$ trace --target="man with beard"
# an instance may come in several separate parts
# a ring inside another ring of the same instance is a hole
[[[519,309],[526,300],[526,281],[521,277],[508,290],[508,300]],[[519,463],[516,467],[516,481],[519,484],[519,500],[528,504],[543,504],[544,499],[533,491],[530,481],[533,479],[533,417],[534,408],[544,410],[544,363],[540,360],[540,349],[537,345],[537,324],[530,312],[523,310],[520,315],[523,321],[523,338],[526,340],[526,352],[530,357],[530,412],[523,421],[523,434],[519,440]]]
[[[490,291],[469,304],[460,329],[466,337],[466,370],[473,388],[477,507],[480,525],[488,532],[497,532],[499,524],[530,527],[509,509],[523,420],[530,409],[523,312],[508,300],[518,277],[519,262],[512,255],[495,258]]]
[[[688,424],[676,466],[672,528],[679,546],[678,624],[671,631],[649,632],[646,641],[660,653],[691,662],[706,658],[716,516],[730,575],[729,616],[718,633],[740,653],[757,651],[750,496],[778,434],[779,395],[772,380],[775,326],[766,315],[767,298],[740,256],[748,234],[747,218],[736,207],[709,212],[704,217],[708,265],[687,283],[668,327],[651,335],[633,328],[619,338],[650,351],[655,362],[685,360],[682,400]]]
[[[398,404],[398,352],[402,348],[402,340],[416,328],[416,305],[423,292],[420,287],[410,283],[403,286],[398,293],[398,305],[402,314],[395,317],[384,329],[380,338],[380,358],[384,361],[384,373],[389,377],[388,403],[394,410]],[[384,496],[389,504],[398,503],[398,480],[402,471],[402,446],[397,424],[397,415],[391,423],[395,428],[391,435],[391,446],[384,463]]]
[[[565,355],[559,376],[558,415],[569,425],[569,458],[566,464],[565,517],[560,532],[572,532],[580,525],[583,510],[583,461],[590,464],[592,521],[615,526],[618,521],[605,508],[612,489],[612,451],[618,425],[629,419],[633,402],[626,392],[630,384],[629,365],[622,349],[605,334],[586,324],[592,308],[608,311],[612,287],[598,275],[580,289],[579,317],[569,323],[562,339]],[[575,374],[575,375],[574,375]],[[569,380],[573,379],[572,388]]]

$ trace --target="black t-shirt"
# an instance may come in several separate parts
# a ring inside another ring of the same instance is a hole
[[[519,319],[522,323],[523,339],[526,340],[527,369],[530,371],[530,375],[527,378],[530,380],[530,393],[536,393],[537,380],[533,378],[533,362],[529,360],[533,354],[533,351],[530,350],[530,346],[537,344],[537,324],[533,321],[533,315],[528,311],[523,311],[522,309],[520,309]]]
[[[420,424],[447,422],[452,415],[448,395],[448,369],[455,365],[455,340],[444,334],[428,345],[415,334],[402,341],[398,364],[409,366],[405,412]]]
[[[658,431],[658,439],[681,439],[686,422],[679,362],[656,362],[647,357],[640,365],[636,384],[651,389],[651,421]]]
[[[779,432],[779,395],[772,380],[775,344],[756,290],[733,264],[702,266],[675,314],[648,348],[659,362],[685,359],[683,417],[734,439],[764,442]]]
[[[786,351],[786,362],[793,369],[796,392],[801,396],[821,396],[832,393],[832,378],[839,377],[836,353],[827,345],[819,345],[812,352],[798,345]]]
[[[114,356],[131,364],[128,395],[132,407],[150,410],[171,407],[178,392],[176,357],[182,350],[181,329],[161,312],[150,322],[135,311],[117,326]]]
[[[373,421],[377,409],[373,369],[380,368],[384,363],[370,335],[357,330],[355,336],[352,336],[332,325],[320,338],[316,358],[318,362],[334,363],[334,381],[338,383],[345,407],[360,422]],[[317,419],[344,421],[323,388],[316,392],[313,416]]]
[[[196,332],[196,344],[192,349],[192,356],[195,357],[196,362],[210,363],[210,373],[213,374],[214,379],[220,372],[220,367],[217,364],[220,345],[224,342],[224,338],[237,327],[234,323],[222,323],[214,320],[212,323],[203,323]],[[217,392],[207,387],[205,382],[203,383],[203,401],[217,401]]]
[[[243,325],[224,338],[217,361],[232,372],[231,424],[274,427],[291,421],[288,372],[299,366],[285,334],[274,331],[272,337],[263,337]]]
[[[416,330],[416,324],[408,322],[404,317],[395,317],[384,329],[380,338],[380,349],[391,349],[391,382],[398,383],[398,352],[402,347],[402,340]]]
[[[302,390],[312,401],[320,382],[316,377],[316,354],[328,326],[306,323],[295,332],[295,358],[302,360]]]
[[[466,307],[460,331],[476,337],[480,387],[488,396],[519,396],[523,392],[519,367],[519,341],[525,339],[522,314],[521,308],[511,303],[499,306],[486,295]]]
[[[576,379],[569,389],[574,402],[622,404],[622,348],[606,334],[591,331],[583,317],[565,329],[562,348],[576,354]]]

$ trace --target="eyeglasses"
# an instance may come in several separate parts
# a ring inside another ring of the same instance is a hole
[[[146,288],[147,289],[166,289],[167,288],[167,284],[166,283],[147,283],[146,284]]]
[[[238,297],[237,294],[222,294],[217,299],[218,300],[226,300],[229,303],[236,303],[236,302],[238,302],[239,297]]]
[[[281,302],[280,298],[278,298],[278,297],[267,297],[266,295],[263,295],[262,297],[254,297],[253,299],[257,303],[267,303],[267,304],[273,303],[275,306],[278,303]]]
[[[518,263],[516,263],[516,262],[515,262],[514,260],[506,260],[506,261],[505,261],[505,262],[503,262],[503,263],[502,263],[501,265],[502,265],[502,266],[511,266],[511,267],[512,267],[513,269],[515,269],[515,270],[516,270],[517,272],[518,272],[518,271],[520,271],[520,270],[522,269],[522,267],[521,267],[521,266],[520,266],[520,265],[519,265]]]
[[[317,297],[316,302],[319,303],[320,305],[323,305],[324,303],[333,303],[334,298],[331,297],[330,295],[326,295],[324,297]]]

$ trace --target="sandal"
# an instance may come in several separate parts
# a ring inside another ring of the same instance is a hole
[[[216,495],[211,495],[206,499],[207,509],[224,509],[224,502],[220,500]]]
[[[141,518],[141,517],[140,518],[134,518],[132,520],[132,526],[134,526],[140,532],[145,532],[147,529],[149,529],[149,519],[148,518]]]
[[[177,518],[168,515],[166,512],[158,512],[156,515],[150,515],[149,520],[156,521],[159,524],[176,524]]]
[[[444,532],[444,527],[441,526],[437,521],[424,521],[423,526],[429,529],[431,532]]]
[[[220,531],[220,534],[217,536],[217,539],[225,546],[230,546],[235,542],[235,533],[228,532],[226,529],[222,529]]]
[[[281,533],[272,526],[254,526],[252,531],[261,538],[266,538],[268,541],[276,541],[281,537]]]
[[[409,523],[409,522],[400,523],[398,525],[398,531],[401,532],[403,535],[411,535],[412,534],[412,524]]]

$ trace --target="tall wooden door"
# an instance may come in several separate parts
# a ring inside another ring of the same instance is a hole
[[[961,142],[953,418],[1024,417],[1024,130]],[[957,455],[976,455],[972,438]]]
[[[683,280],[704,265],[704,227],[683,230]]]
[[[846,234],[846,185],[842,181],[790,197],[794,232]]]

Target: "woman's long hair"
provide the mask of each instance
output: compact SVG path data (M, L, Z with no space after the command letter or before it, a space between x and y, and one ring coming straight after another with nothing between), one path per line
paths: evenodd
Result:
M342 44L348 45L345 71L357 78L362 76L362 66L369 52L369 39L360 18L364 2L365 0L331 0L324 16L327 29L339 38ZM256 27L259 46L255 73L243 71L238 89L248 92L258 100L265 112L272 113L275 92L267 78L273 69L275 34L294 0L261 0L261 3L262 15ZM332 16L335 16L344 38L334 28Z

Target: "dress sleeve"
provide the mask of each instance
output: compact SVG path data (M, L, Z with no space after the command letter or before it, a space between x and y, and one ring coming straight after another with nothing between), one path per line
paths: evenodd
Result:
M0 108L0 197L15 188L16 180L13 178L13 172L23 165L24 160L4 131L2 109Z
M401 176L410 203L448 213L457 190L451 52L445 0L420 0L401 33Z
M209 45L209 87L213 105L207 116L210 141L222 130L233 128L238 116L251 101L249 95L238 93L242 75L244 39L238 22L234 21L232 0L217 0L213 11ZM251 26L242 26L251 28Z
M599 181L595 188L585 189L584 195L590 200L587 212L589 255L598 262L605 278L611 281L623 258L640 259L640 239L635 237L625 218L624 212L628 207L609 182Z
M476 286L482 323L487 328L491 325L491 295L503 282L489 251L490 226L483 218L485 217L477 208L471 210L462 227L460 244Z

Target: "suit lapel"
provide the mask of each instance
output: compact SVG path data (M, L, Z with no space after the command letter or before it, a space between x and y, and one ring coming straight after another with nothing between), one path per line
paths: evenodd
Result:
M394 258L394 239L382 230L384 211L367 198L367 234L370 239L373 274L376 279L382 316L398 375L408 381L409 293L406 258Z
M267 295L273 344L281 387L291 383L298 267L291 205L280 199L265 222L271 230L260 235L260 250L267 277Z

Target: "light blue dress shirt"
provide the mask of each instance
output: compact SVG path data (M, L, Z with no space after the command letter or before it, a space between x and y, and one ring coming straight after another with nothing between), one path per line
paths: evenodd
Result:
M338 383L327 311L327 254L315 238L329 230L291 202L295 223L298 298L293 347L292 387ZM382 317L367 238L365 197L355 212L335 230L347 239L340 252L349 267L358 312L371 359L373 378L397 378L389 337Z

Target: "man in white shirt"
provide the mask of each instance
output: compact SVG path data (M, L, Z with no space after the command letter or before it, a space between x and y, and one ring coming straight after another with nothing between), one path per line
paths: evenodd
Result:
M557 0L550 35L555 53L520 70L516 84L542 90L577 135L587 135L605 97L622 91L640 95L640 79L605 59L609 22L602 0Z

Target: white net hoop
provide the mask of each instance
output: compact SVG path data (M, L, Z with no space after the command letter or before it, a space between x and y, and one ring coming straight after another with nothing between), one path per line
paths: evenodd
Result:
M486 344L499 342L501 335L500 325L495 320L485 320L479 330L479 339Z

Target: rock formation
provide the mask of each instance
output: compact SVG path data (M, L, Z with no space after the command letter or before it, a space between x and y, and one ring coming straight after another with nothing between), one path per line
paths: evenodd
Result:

### DIRECTIONS
Find the lines above that contain the word "dress" and copy each one.

### WRITTEN RESPONSE
Target: "dress sleeve"
Target: "light blue dress shirt"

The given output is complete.